--- EXERCISE INPUTS ---

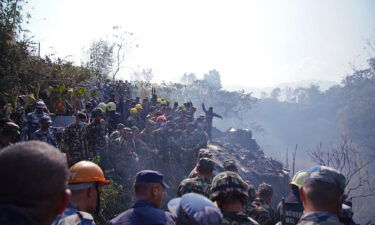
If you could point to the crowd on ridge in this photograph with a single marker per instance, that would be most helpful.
(128, 134)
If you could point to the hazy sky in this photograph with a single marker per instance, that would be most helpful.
(251, 43)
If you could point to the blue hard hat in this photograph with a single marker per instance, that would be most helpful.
(193, 208)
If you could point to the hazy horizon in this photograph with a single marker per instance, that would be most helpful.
(251, 43)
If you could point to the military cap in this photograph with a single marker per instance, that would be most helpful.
(228, 182)
(150, 176)
(40, 105)
(45, 119)
(128, 130)
(81, 115)
(206, 164)
(10, 127)
(193, 208)
(326, 174)
(204, 153)
(230, 165)
(97, 111)
(120, 126)
(265, 189)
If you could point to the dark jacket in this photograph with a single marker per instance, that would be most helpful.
(143, 213)
(11, 214)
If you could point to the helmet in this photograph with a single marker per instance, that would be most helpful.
(299, 178)
(138, 106)
(181, 107)
(84, 172)
(111, 106)
(97, 111)
(133, 110)
(102, 106)
(228, 182)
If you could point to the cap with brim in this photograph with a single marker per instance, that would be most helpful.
(195, 209)
(150, 176)
(40, 105)
(80, 186)
(328, 175)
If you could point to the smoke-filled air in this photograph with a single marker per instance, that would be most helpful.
(187, 112)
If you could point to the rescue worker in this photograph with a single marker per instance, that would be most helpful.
(33, 118)
(149, 190)
(113, 117)
(322, 195)
(187, 208)
(266, 215)
(9, 134)
(96, 133)
(116, 133)
(200, 184)
(203, 153)
(230, 193)
(230, 165)
(290, 211)
(209, 118)
(74, 140)
(86, 180)
(35, 191)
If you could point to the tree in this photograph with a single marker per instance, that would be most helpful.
(276, 93)
(101, 58)
(346, 158)
(188, 78)
(123, 42)
(213, 79)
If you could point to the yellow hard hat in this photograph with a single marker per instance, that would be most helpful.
(111, 106)
(299, 178)
(181, 107)
(133, 110)
(138, 106)
(102, 106)
(84, 172)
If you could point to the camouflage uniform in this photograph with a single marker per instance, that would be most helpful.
(123, 158)
(237, 218)
(264, 214)
(203, 153)
(75, 143)
(33, 122)
(96, 133)
(227, 183)
(315, 218)
(46, 136)
(199, 185)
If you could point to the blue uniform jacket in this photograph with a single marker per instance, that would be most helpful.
(143, 213)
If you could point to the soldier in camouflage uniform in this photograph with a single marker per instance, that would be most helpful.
(230, 165)
(230, 193)
(322, 193)
(265, 214)
(203, 153)
(200, 184)
(97, 131)
(74, 140)
(116, 133)
(123, 156)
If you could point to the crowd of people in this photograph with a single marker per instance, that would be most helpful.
(128, 137)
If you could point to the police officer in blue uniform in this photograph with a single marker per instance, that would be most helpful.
(33, 118)
(149, 187)
(46, 133)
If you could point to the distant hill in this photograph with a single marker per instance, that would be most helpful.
(323, 84)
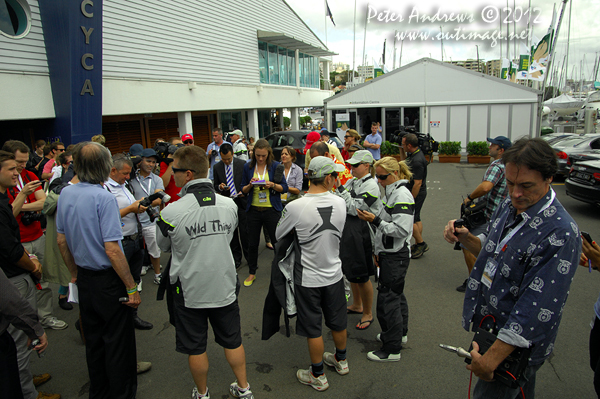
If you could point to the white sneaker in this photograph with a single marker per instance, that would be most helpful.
(341, 367)
(237, 392)
(381, 356)
(404, 339)
(306, 377)
(54, 324)
(197, 395)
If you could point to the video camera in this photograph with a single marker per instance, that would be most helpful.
(471, 215)
(426, 143)
(29, 217)
(147, 202)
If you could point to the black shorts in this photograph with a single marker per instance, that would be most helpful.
(329, 301)
(419, 204)
(191, 327)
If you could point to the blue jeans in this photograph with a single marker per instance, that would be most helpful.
(497, 390)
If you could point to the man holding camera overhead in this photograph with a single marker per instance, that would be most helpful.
(129, 208)
(146, 183)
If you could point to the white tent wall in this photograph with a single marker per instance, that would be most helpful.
(468, 105)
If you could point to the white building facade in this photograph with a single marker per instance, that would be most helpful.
(167, 68)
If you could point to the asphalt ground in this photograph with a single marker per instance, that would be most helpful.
(425, 370)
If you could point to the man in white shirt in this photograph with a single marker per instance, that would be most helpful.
(129, 207)
(318, 219)
(240, 151)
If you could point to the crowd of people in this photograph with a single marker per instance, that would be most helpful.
(109, 218)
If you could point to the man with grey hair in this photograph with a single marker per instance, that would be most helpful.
(240, 151)
(89, 237)
(119, 185)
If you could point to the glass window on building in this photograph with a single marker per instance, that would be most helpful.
(291, 68)
(262, 62)
(317, 72)
(231, 121)
(283, 76)
(273, 65)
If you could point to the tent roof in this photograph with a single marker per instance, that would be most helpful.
(428, 82)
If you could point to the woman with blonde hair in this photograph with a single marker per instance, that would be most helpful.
(393, 224)
(356, 249)
(350, 138)
(264, 200)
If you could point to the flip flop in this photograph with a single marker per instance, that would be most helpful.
(360, 324)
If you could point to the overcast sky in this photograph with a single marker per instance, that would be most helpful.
(584, 42)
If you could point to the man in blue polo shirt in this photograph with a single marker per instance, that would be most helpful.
(373, 142)
(89, 237)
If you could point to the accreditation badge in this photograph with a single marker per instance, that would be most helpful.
(489, 272)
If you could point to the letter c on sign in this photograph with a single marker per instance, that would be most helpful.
(83, 11)
(83, 64)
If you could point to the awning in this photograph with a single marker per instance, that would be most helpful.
(292, 43)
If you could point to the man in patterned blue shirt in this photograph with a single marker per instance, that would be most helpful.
(526, 262)
(492, 189)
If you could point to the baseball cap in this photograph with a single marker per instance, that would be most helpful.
(502, 141)
(311, 138)
(321, 166)
(238, 132)
(149, 152)
(136, 150)
(361, 156)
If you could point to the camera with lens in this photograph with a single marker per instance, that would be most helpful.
(147, 202)
(426, 143)
(29, 217)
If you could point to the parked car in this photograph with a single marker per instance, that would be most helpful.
(554, 138)
(583, 182)
(294, 138)
(581, 144)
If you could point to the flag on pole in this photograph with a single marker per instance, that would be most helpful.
(329, 13)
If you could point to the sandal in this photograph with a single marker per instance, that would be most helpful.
(361, 324)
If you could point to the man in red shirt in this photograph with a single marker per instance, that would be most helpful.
(166, 170)
(27, 200)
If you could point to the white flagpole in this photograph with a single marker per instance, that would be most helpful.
(354, 45)
(365, 40)
(325, 6)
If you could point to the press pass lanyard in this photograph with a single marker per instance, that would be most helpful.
(502, 244)
(20, 186)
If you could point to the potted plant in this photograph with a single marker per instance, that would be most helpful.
(478, 152)
(390, 150)
(449, 151)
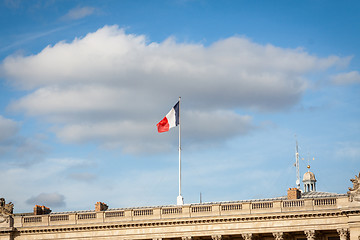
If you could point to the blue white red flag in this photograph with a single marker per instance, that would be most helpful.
(171, 119)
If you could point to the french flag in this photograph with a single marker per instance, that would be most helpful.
(172, 119)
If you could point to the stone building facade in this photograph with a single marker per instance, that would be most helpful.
(304, 215)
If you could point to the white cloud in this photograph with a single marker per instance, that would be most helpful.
(346, 78)
(112, 87)
(78, 13)
(47, 199)
(8, 129)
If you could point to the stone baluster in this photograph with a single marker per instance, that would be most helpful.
(310, 234)
(278, 235)
(216, 237)
(247, 236)
(343, 233)
(186, 238)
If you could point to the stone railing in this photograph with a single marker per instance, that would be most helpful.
(185, 211)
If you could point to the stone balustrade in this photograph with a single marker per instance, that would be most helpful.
(185, 211)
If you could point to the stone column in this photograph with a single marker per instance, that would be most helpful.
(343, 233)
(216, 237)
(279, 235)
(310, 234)
(247, 236)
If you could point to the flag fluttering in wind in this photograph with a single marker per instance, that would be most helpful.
(171, 119)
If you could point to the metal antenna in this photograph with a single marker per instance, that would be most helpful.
(297, 165)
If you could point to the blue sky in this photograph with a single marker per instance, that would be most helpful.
(83, 84)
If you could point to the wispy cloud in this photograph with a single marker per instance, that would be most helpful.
(84, 87)
(48, 199)
(346, 78)
(78, 13)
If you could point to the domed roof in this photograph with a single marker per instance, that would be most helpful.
(309, 176)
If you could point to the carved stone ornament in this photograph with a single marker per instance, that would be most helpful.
(343, 233)
(310, 234)
(278, 235)
(216, 237)
(6, 210)
(354, 192)
(247, 236)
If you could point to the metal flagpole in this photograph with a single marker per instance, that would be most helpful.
(180, 199)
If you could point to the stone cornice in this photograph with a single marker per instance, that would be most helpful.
(175, 222)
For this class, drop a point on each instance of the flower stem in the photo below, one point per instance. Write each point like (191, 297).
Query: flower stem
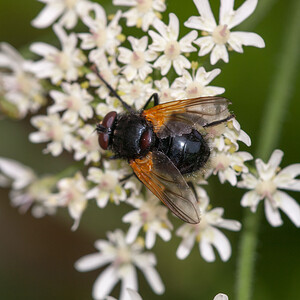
(274, 114)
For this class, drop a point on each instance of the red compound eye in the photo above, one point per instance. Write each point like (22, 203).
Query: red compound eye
(109, 119)
(103, 140)
(107, 122)
(146, 139)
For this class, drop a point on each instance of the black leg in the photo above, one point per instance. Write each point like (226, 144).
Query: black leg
(156, 100)
(191, 185)
(220, 121)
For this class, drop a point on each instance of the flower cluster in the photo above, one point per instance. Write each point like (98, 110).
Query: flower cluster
(136, 67)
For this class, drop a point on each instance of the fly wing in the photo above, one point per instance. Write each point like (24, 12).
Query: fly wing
(179, 117)
(164, 180)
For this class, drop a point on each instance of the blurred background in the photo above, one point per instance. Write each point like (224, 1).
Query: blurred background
(37, 255)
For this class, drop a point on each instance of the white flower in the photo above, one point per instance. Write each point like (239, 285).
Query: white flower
(229, 165)
(137, 61)
(69, 9)
(229, 135)
(266, 187)
(166, 42)
(143, 12)
(136, 92)
(52, 128)
(71, 193)
(87, 145)
(206, 233)
(124, 259)
(74, 101)
(133, 295)
(221, 296)
(165, 92)
(220, 36)
(58, 64)
(17, 85)
(102, 36)
(108, 186)
(108, 70)
(194, 86)
(152, 217)
(28, 191)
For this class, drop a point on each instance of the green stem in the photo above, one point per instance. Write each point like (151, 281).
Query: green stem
(275, 111)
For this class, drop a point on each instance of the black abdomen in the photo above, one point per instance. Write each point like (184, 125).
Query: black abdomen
(188, 152)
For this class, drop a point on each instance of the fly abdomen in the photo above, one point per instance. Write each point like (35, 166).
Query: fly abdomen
(188, 152)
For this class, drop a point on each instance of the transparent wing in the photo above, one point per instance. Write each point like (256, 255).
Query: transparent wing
(179, 117)
(164, 180)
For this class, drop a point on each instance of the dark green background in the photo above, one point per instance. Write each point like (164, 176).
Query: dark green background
(37, 256)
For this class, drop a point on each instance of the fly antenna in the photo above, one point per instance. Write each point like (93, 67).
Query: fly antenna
(100, 128)
(112, 90)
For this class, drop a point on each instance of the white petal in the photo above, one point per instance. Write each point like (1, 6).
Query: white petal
(290, 207)
(230, 225)
(38, 137)
(132, 232)
(91, 262)
(219, 52)
(164, 63)
(206, 250)
(173, 27)
(185, 246)
(222, 244)
(154, 280)
(242, 13)
(226, 11)
(105, 283)
(43, 49)
(206, 44)
(134, 295)
(185, 42)
(221, 296)
(250, 199)
(150, 239)
(272, 214)
(239, 38)
(165, 234)
(48, 15)
(129, 280)
(206, 21)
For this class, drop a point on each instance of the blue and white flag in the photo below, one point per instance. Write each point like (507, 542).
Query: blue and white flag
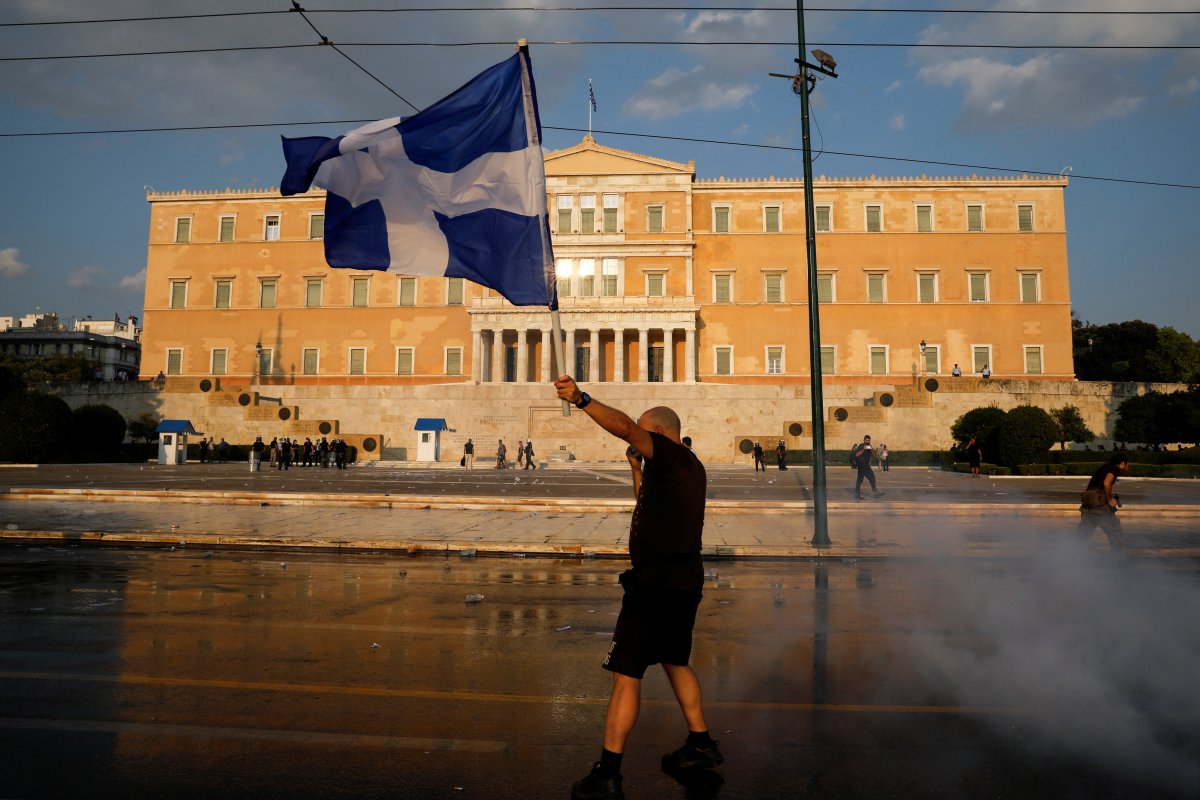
(457, 190)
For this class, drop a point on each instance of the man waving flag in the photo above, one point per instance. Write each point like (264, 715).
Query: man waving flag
(457, 190)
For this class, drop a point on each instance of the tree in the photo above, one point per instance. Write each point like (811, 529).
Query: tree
(1071, 426)
(1025, 435)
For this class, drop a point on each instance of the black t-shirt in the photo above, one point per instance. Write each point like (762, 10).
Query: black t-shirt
(669, 518)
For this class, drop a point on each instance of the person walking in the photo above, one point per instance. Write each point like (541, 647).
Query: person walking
(1099, 503)
(661, 591)
(862, 459)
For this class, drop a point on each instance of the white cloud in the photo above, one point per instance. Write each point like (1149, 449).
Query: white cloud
(676, 92)
(11, 264)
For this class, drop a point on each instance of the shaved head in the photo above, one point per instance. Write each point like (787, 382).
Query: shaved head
(661, 416)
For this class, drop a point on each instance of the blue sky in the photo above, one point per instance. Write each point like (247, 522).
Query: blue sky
(75, 220)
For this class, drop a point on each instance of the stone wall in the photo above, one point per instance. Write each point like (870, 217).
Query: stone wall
(905, 416)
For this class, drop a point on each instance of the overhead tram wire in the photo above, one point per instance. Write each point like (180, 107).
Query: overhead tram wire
(623, 133)
(51, 23)
(325, 42)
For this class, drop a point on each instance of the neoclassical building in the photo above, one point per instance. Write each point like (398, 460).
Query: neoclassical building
(663, 277)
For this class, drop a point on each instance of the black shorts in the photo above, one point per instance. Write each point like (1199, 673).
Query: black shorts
(654, 626)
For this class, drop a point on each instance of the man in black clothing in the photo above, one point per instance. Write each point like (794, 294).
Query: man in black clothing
(1099, 505)
(663, 589)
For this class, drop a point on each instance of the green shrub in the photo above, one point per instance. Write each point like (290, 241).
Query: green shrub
(34, 428)
(96, 432)
(1026, 435)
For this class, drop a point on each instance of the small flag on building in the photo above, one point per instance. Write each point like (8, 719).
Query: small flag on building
(457, 190)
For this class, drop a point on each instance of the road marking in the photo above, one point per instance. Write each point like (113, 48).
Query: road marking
(491, 697)
(301, 737)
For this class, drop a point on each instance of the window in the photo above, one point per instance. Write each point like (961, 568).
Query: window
(454, 361)
(408, 292)
(654, 218)
(825, 287)
(1030, 288)
(975, 218)
(981, 356)
(403, 361)
(723, 361)
(265, 361)
(610, 214)
(771, 220)
(587, 214)
(879, 355)
(609, 277)
(655, 283)
(774, 360)
(978, 282)
(1025, 218)
(313, 293)
(924, 218)
(773, 288)
(358, 361)
(179, 294)
(874, 218)
(360, 292)
(564, 214)
(1033, 360)
(310, 361)
(933, 359)
(927, 287)
(828, 360)
(563, 272)
(823, 218)
(587, 277)
(876, 287)
(723, 287)
(720, 218)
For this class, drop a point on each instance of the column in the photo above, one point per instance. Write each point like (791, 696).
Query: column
(547, 355)
(618, 350)
(667, 355)
(643, 340)
(498, 355)
(689, 356)
(594, 361)
(477, 355)
(522, 356)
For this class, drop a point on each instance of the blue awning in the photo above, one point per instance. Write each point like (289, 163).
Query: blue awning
(177, 426)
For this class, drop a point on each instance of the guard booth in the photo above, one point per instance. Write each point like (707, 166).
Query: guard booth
(173, 440)
(429, 437)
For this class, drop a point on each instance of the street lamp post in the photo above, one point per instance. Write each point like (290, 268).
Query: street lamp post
(802, 84)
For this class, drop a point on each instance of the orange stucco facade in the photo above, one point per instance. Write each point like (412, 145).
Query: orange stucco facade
(663, 277)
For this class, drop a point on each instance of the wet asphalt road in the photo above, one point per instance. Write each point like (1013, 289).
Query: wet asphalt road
(184, 674)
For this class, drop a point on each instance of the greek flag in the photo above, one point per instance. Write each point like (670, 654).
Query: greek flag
(457, 190)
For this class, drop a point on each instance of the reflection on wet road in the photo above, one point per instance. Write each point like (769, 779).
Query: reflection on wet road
(185, 674)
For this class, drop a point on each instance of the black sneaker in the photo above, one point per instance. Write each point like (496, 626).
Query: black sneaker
(598, 786)
(690, 757)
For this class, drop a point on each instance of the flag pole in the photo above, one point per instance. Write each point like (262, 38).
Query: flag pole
(532, 126)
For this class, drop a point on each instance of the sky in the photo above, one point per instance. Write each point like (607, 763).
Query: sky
(1114, 104)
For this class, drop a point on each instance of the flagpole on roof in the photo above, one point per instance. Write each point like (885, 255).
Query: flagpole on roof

---

ACTIVITY. Look above for the line holding "Query: green shrub" and the line holding "like (961, 568).". Retype both, and every line between them, word for word and nothing else.

ANSWER SPACE.
Query: green shrub
(34, 428)
(96, 432)
(1026, 435)
For this class, drop a point on each instance of the small flag on building in the photo above, one point per instance. Write each point like (8, 719).
Query: small flag on building
(457, 190)
For this class, drop a point on each instance of the road marking in the photo above, one point per instance. Write each point like (113, 48).
Query: road marking
(491, 697)
(301, 737)
For this class, drop a point on each instance of the window in the photo above, one point per instance. Write each point like (961, 568).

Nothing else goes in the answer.